==== Supplied information ====

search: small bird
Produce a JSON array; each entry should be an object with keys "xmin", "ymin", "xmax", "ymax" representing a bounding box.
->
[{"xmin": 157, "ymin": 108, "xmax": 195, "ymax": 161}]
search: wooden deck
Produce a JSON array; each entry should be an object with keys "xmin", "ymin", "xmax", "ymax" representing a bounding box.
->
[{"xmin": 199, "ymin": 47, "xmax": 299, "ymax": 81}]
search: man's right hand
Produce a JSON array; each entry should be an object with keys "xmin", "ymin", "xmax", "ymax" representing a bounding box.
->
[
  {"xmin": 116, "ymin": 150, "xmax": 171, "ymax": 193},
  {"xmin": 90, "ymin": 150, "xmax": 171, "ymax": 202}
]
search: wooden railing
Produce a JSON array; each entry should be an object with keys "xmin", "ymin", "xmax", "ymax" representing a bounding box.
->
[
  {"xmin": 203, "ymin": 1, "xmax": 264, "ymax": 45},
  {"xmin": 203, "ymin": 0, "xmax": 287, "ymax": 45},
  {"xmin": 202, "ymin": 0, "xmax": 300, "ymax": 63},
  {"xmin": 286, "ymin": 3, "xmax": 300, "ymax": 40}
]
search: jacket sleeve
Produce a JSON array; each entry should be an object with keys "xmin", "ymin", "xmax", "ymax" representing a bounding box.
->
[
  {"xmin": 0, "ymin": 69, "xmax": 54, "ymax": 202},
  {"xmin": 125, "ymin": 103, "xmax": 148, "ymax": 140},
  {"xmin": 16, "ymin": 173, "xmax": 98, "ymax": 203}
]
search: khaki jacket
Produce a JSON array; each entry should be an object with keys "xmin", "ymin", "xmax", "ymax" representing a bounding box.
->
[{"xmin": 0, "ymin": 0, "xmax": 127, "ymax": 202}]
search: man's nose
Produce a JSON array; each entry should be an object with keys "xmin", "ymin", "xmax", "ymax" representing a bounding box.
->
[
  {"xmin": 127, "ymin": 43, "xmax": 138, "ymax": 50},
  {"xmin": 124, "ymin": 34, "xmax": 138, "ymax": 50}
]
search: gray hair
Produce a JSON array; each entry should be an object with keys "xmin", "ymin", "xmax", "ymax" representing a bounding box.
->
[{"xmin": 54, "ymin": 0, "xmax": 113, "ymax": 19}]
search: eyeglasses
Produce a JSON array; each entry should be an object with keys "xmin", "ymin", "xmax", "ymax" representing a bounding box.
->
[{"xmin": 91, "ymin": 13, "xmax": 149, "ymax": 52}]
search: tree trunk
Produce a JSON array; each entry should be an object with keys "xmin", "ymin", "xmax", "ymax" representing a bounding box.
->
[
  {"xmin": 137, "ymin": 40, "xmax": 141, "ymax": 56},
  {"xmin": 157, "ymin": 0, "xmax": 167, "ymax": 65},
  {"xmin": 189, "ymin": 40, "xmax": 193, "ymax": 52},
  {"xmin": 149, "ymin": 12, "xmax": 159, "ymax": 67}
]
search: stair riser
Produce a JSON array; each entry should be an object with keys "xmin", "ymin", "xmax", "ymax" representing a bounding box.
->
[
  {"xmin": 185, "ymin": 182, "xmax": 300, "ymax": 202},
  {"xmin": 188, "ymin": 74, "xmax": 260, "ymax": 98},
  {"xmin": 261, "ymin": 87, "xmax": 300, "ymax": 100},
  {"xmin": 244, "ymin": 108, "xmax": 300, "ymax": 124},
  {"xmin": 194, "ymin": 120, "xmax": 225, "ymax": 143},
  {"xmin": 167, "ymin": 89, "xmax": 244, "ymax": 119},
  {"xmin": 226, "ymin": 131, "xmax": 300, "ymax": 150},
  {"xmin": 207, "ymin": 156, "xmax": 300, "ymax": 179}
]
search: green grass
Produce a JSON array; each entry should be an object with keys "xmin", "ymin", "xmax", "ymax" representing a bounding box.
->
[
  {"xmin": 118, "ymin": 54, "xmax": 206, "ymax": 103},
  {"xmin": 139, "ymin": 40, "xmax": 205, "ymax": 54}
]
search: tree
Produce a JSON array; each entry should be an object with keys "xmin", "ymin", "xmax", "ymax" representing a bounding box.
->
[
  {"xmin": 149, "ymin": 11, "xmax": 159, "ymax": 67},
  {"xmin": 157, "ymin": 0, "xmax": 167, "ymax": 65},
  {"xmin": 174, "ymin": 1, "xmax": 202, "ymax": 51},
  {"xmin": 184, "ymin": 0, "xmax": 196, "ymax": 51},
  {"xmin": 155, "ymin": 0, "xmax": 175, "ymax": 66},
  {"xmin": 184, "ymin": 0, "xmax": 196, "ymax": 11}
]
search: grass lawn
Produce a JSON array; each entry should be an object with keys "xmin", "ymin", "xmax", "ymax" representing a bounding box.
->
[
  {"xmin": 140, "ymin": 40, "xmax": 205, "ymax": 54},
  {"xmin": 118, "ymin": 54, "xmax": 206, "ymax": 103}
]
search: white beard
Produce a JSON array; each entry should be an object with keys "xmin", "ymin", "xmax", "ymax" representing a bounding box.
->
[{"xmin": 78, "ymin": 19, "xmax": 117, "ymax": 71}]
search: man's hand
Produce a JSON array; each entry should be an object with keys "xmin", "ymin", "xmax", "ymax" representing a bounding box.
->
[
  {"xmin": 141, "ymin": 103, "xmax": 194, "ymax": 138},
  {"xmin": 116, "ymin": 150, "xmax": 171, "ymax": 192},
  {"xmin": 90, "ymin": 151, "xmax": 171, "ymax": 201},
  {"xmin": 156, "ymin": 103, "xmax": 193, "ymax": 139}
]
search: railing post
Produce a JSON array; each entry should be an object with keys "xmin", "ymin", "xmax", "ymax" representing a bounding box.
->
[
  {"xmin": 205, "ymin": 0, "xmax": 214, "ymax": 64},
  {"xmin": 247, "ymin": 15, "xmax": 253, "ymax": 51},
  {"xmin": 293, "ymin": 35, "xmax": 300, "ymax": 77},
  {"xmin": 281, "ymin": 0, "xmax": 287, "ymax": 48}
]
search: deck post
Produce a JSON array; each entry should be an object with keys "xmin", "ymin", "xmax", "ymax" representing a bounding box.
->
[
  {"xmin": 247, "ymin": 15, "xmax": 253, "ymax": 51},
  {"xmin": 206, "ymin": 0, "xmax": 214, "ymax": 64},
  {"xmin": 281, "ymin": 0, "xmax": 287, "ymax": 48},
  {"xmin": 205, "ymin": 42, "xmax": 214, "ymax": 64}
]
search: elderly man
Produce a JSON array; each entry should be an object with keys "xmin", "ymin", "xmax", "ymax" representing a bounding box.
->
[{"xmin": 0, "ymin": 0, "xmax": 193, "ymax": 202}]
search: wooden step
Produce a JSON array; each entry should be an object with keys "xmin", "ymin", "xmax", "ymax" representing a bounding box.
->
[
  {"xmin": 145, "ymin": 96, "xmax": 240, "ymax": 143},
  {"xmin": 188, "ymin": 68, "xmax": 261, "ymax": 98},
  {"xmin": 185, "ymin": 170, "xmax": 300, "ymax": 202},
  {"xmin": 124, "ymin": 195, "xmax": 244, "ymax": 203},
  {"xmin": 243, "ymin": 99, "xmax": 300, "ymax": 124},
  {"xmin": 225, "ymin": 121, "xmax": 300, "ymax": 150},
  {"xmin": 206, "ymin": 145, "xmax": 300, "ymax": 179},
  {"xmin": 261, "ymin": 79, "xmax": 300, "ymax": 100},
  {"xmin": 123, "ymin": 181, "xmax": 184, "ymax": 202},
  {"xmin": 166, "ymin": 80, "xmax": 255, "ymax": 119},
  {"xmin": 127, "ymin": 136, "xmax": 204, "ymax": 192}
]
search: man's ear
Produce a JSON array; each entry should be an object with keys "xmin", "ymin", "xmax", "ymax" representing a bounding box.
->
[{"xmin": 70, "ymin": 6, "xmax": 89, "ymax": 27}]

====

*What needs to be done*: Lines to set down from above: the line with "search: gray hair", the line with "search: eyeglasses", and every line between, each exactly as written.

*Result for this exercise*:
search: gray hair
Produce a JSON array; each entry should be an object with keys "xmin", "ymin", "xmax", "ymax" representing a bounding box.
->
[{"xmin": 54, "ymin": 0, "xmax": 113, "ymax": 19}]
search: eyeglasses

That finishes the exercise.